## Request
Gather each line of the rows below that contains the word "position", copying those lines in full.

## Data for this exercise
* * * * *

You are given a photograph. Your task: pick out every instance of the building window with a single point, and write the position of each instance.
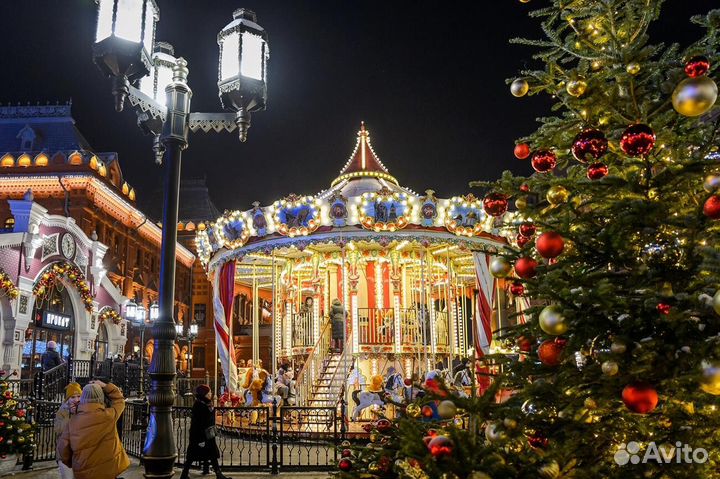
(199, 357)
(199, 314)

* * * * *

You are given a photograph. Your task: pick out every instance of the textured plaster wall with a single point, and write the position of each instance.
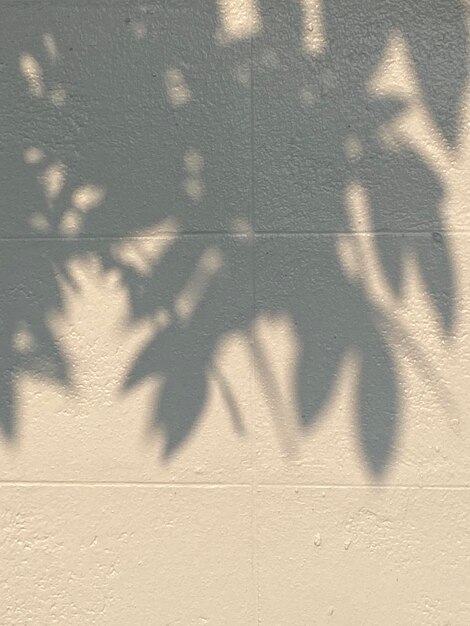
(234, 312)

* * * * *

## Worked solution
You are given a photograph. Your task: pick out every instance of the building window with a single point, and write the position of each instance.
You are given a photograph. Your task: pick out every instance of the textured plaster wall with a single point, and write the position of each instance.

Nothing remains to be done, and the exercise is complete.